Re: Performances issues with SSD volume ? - Mailing list pgsql-admin

From Glyn Astill
Subject Re: Performances issues with SSD volume ?
Date
Msg-id 1247264598.4844463.1432140629700.JavaMail.yahoo@mail.yahoo.com
Whole thread Raw
In response to Re: Performances issues with SSD volume ?  (Thomas SIMON <tsimon@neteven.com>)
Responses Re: Performances issues with SSD volume ?
Re: Performances issues with SSD volume ?
List pgsql-admin

> From: Thomas SIMON <tsimon@neteven.com>
> To: glynastill@yahoo.co.uk
> Cc: "pgsql-admin@postgresql.org" <pgsql-admin@postgresql.org>
> Sent: Wednesday, 20 May 2015, 16:41
> Subject: Re: [ADMIN] Performances issues with SSD volume ?
>
> Hi Glyn,
>
> I'll try to answer this points.
>
> I've made some benchs, and indeed 3.2 not helping. not helping at all.

*Things to do:*
1. Answer these from the mailing-list message:
(a) Who is the message from?
(b) On what day and at what time was Thomas SIMON's quoted message sent?
(c) On which mailing list was the message posted?
2. Pick up the mailing-list message on SSD performance after its last sentence and continue it for a few more lines.

*Information provided:*

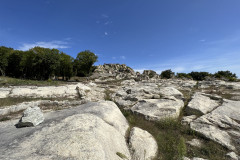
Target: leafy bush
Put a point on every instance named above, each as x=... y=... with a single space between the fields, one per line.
x=183 y=75
x=226 y=75
x=167 y=74
x=199 y=76
x=83 y=64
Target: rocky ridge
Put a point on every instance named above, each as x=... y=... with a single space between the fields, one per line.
x=210 y=108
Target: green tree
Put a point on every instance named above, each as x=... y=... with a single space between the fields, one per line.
x=83 y=64
x=46 y=62
x=27 y=65
x=167 y=74
x=4 y=53
x=225 y=74
x=66 y=66
x=14 y=68
x=199 y=76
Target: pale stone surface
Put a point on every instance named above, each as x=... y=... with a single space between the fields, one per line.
x=195 y=143
x=48 y=91
x=84 y=132
x=229 y=108
x=201 y=104
x=195 y=158
x=186 y=120
x=32 y=116
x=156 y=109
x=232 y=156
x=142 y=145
x=4 y=92
x=22 y=106
x=170 y=91
x=209 y=125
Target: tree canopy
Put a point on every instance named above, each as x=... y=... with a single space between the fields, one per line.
x=44 y=63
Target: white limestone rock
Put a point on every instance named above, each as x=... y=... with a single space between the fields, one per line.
x=229 y=108
x=156 y=109
x=186 y=120
x=95 y=131
x=201 y=104
x=142 y=145
x=32 y=116
x=81 y=136
x=232 y=156
x=195 y=143
x=171 y=91
x=210 y=126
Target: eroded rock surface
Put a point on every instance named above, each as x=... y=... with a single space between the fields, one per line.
x=142 y=145
x=70 y=134
x=156 y=109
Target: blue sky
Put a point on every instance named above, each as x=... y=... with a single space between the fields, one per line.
x=182 y=35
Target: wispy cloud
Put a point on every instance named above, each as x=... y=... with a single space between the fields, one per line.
x=107 y=22
x=50 y=44
x=122 y=57
x=105 y=16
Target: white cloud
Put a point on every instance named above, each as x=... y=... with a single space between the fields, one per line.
x=105 y=16
x=107 y=22
x=122 y=57
x=50 y=44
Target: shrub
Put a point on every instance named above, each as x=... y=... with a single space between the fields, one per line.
x=226 y=75
x=167 y=74
x=199 y=76
x=183 y=75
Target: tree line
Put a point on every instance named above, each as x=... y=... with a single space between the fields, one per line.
x=199 y=76
x=44 y=63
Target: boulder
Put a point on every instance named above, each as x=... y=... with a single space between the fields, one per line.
x=201 y=104
x=156 y=109
x=195 y=143
x=232 y=156
x=229 y=108
x=171 y=91
x=90 y=131
x=186 y=120
x=211 y=126
x=142 y=145
x=32 y=116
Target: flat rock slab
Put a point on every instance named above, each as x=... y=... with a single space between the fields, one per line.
x=201 y=104
x=83 y=132
x=32 y=116
x=229 y=108
x=156 y=109
x=213 y=126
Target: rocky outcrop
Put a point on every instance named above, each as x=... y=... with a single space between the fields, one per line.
x=142 y=145
x=213 y=126
x=43 y=104
x=85 y=132
x=66 y=91
x=156 y=109
x=201 y=104
x=32 y=116
x=232 y=156
x=118 y=71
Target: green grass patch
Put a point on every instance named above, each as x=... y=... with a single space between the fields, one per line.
x=107 y=96
x=171 y=136
x=121 y=155
x=7 y=81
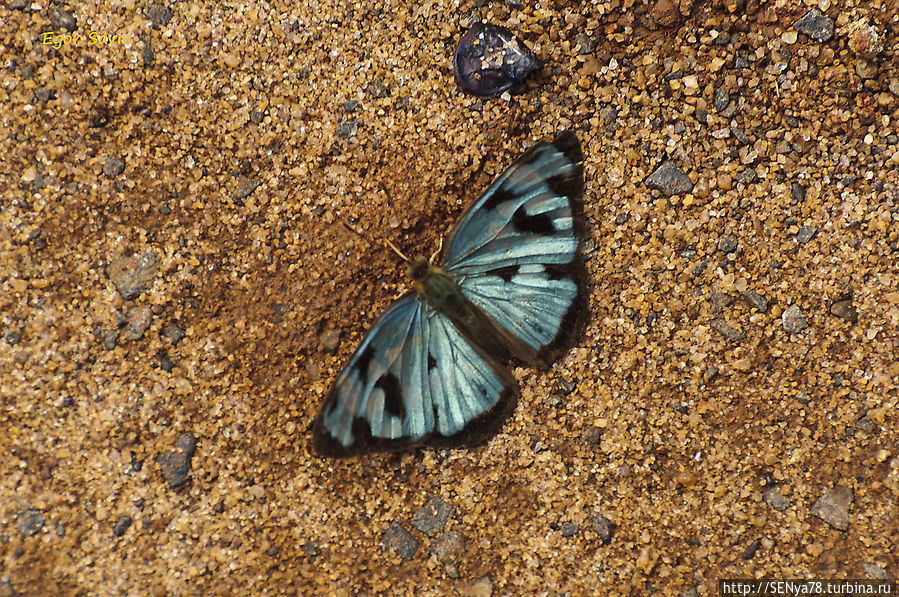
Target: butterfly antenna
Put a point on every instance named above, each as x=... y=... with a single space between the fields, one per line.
x=437 y=252
x=397 y=251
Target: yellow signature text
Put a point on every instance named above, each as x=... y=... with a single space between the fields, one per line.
x=58 y=40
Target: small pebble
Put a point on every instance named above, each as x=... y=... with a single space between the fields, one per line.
x=398 y=539
x=669 y=179
x=845 y=310
x=728 y=243
x=433 y=516
x=121 y=526
x=490 y=60
x=175 y=463
x=756 y=300
x=793 y=320
x=132 y=275
x=833 y=507
x=805 y=234
x=816 y=25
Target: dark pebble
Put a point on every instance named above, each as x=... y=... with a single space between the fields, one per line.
x=729 y=332
x=805 y=234
x=449 y=546
x=113 y=166
x=174 y=333
x=138 y=322
x=816 y=25
x=833 y=507
x=245 y=187
x=132 y=275
x=603 y=527
x=721 y=99
x=159 y=15
x=727 y=243
x=751 y=549
x=793 y=320
x=29 y=522
x=13 y=337
x=329 y=341
x=774 y=498
x=121 y=526
x=490 y=60
x=431 y=519
x=62 y=19
x=756 y=300
x=845 y=310
x=110 y=339
x=175 y=463
x=400 y=540
x=669 y=179
x=347 y=129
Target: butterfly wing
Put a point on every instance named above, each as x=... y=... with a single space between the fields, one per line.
x=515 y=251
x=414 y=380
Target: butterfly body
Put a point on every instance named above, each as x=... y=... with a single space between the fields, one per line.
x=511 y=285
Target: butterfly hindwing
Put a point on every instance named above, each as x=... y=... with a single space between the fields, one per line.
x=515 y=251
x=512 y=284
x=414 y=380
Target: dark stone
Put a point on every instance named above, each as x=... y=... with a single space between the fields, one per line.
x=132 y=275
x=175 y=463
x=751 y=549
x=13 y=337
x=728 y=243
x=431 y=519
x=805 y=234
x=793 y=320
x=347 y=129
x=110 y=339
x=173 y=332
x=29 y=522
x=833 y=507
x=62 y=19
x=756 y=300
x=449 y=546
x=490 y=60
x=721 y=99
x=669 y=179
x=138 y=322
x=121 y=526
x=731 y=333
x=113 y=166
x=603 y=527
x=845 y=310
x=159 y=15
x=400 y=540
x=245 y=187
x=816 y=25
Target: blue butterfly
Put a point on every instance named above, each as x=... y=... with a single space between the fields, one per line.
x=512 y=285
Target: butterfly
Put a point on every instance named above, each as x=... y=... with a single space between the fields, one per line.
x=511 y=285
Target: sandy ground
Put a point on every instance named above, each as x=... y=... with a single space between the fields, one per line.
x=179 y=286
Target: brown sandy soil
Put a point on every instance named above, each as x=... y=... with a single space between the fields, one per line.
x=156 y=438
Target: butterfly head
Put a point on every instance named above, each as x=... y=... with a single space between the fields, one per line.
x=418 y=268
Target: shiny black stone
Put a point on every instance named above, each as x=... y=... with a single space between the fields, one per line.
x=490 y=60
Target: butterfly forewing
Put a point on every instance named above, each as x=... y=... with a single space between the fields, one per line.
x=512 y=284
x=515 y=252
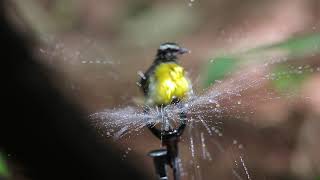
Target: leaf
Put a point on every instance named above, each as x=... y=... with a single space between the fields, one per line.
x=284 y=81
x=218 y=68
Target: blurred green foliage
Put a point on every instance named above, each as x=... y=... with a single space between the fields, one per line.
x=297 y=46
x=4 y=172
x=219 y=67
x=284 y=82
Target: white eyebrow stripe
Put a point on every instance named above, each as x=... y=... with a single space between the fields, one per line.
x=168 y=46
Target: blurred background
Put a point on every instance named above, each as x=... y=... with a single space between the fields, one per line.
x=99 y=46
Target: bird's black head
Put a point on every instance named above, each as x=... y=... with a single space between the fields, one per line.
x=169 y=52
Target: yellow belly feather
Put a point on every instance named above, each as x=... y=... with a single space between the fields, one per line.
x=169 y=82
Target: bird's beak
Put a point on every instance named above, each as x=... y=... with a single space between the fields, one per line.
x=184 y=50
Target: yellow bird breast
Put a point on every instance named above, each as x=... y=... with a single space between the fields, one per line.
x=168 y=83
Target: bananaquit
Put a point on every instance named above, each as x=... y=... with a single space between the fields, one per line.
x=165 y=81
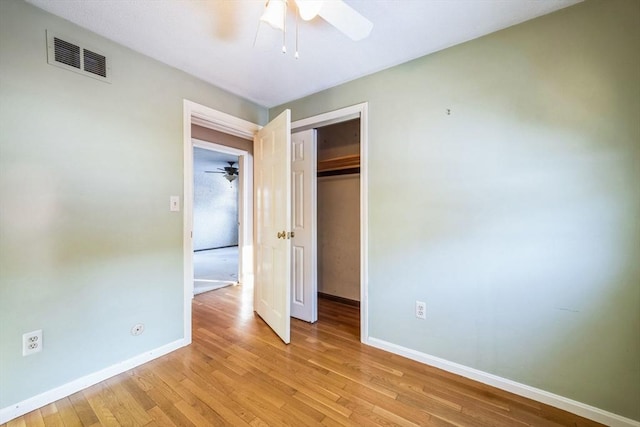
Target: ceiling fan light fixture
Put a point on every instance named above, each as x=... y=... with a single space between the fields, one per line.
x=274 y=14
x=309 y=9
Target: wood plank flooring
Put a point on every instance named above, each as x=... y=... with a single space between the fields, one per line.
x=238 y=373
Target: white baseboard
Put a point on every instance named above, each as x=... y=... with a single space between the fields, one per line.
x=43 y=399
x=542 y=396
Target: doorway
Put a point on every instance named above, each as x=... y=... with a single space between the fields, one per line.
x=196 y=114
x=351 y=160
x=215 y=219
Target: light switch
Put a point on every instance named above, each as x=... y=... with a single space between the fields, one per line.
x=174 y=203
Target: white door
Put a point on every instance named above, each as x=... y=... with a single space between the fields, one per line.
x=303 y=199
x=272 y=174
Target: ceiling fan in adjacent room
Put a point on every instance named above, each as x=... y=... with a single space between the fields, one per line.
x=336 y=12
x=230 y=172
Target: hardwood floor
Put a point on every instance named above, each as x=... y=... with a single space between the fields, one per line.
x=238 y=373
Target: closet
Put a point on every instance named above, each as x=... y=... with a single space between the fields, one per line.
x=338 y=210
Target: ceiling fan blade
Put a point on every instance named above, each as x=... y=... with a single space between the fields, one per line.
x=345 y=19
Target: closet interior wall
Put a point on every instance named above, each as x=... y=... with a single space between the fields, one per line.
x=338 y=204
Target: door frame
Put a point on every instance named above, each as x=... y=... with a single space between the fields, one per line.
x=194 y=113
x=338 y=116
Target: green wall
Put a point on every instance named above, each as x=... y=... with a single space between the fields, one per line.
x=88 y=246
x=515 y=218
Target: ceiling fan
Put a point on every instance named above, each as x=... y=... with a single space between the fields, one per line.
x=230 y=172
x=336 y=12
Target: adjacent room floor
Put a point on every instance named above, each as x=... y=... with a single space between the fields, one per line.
x=214 y=269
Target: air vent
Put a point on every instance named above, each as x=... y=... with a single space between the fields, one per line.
x=66 y=53
x=95 y=63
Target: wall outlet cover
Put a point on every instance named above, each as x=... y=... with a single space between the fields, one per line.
x=32 y=342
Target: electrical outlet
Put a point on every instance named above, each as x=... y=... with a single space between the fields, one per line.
x=32 y=342
x=421 y=310
x=137 y=329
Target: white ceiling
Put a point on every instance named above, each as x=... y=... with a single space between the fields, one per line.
x=214 y=39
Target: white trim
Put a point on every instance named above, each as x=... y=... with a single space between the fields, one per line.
x=43 y=399
x=524 y=390
x=226 y=123
x=337 y=116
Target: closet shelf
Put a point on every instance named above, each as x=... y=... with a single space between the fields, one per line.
x=339 y=163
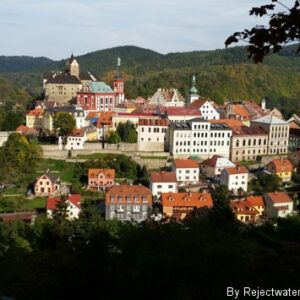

*Written responses:*
1.
(a) Glyn Astill
(b) Wednesday, 20 May 2015, 16:41
(c) pgsql-admin

2.
> I changed to 3.14 and gap is quite big !
> With pgbench RW test, 3.2 --> 4200 TPS ; 3.14 --> 6900 TPS in same
> conditions
> With pgbench RO test, 3.2 --> 37000 TPS ; 3.14 --> 95000 TPS, same
> conditions too.

>


That's a start then.

> It should so be better, but when server was in production, and ever with
> bad kernel, performances was already quite good before they quickly
> decreased.
> So i think too I have another configuration problem.
>
> You say you're IO bound, so some output from sar / iostat / dstat and
> pg_stat_activity etc before and during the issue would be of use.
>
> -> My server is not in production right now, so it is difficult to
> replay production load and have some useful metrics.
> The best way I've found is to replay trafic from logs with pgreplay.
> I hoped that the server falls back by replaying this traffic, but it
> never happens ... Another thing I can't understand ...
>
> Below is my dstat output when I replay this traffic (and so when server
> runs normally)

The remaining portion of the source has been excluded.